*** Opening Provided material ***

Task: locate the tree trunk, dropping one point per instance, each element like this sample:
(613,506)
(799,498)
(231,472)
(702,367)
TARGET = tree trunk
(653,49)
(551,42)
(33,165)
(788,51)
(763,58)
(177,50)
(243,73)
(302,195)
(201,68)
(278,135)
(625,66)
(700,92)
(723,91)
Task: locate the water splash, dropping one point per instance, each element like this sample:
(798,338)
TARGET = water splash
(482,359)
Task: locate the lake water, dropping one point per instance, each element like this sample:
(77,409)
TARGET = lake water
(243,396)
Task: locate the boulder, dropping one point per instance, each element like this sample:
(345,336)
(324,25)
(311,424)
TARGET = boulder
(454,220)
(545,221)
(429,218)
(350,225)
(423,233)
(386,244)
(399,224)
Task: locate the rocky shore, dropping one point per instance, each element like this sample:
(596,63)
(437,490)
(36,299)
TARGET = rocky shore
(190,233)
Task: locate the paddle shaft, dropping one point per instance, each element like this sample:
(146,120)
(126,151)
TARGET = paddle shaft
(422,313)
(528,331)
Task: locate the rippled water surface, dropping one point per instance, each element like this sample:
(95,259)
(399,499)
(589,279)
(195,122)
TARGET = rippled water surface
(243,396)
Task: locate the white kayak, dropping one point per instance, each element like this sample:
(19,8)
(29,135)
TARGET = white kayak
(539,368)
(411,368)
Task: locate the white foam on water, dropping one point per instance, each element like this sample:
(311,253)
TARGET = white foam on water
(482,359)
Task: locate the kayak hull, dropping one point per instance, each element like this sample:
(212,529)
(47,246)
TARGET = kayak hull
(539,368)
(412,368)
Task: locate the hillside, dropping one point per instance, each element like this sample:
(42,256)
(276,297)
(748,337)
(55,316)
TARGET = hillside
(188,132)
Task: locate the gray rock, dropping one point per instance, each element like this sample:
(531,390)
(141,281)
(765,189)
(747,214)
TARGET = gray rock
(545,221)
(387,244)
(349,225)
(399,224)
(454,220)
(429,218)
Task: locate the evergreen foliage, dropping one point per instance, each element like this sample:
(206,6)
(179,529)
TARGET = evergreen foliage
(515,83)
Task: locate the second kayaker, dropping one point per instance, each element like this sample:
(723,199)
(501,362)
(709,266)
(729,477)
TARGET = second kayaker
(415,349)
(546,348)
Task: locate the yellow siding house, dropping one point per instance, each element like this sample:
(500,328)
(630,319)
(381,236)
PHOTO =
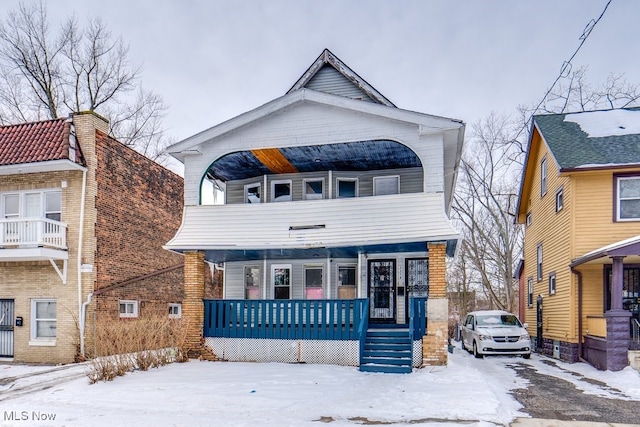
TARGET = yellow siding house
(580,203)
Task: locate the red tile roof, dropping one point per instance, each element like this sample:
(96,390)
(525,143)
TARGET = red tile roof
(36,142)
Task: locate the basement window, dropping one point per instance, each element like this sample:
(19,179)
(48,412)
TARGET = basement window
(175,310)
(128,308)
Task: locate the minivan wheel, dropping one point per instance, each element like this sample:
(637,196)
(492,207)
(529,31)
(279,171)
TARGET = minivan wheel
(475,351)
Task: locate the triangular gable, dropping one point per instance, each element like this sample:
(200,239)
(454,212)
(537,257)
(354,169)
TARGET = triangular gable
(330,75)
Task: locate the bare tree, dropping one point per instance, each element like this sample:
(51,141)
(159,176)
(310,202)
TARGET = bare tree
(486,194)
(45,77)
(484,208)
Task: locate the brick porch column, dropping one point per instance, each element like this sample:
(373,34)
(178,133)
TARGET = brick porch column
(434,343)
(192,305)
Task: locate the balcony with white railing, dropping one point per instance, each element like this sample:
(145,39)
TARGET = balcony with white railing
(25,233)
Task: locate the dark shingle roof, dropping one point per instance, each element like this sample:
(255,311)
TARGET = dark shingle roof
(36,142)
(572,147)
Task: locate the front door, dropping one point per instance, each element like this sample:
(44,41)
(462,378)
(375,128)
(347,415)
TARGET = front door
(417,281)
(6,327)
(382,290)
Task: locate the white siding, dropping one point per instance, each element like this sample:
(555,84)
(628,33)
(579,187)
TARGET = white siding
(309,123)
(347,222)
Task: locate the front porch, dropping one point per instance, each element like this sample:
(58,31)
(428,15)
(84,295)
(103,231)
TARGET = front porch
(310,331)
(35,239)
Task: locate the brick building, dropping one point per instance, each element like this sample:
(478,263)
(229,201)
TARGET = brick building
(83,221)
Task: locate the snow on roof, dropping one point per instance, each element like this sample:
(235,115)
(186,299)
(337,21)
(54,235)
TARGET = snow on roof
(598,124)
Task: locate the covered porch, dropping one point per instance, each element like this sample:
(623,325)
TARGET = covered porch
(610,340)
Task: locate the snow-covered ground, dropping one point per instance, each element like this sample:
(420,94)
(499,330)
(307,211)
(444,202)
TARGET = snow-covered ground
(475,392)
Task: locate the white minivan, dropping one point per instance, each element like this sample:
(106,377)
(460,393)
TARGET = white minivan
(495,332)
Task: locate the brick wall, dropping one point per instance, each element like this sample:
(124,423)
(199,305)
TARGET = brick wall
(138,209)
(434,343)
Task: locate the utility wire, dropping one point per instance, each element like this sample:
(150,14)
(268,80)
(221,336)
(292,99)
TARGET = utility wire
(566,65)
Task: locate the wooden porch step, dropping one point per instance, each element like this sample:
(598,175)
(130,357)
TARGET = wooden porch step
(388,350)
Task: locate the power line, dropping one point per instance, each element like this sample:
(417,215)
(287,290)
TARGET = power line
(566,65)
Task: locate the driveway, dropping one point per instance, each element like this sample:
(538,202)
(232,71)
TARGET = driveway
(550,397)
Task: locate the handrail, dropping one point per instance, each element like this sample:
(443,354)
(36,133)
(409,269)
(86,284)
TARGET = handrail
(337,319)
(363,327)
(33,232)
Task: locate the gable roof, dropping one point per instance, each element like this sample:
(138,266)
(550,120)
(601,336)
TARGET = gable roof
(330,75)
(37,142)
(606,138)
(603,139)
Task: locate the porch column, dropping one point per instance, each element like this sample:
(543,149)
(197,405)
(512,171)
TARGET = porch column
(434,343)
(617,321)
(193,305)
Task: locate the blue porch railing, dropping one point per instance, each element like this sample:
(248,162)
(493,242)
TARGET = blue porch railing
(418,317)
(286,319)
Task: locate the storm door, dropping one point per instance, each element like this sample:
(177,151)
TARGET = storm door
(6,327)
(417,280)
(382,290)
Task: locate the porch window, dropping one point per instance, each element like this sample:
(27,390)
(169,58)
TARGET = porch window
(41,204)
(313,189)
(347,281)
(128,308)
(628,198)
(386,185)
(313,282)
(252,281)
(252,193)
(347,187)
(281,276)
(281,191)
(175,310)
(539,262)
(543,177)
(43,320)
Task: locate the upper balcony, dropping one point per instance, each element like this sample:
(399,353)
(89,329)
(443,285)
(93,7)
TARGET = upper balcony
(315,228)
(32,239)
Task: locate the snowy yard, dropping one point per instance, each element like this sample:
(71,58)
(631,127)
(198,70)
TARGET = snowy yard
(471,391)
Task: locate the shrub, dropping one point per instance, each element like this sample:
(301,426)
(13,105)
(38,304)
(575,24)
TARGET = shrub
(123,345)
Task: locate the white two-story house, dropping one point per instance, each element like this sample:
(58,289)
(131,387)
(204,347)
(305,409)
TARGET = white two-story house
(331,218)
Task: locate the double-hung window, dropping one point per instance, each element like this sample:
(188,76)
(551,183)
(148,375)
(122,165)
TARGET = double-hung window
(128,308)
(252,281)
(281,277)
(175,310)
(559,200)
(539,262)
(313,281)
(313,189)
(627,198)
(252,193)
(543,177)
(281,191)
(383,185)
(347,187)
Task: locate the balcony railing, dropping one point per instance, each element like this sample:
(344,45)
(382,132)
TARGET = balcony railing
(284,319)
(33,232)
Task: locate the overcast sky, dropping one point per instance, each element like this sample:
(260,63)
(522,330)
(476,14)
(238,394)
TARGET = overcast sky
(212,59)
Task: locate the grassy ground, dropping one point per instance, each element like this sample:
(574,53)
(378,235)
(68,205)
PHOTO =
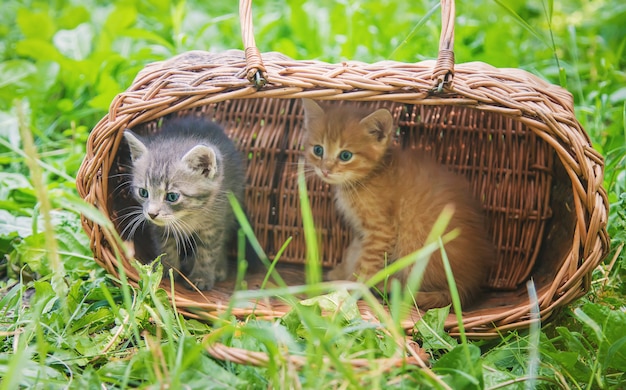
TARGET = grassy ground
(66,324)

*** Closing Provided material ***

__Exercise goal__: The answer is the run of lines from the one with "TARGET = shrub" through the final line of the data, copied exactly, and nothing else; no pictures.

__Your solution__:
TARGET = shrub
(123,345)
Task: locate the white two-story house, dropping one point per instance, each element like this sample:
(58,289)
(131,387)
(204,347)
(305,409)
TARGET = white two-story house
(331,218)
Task: locate the double-hung window, dropping one point per instance, each element like this sample:
(188,76)
(551,183)
(148,375)
(122,165)
TARGET = double-hung window
(128,308)
(252,281)
(281,277)
(175,310)
(559,200)
(539,262)
(313,281)
(313,189)
(627,198)
(252,193)
(543,177)
(281,191)
(383,185)
(347,187)
Task: locate the balcony railing, dropping one point per instance, each element like this sample:
(344,45)
(382,132)
TARGET = balcony railing
(284,319)
(33,232)
Task: locate the overcast sky, dropping one point per instance, each element like this sample:
(260,63)
(522,330)
(476,14)
(238,394)
TARGET = overcast sky
(212,59)
Task: locate the grassy ground, dropping one point per instance, each element like this sample:
(574,53)
(378,235)
(68,205)
PHOTO =
TARGET = grassy ground
(66,324)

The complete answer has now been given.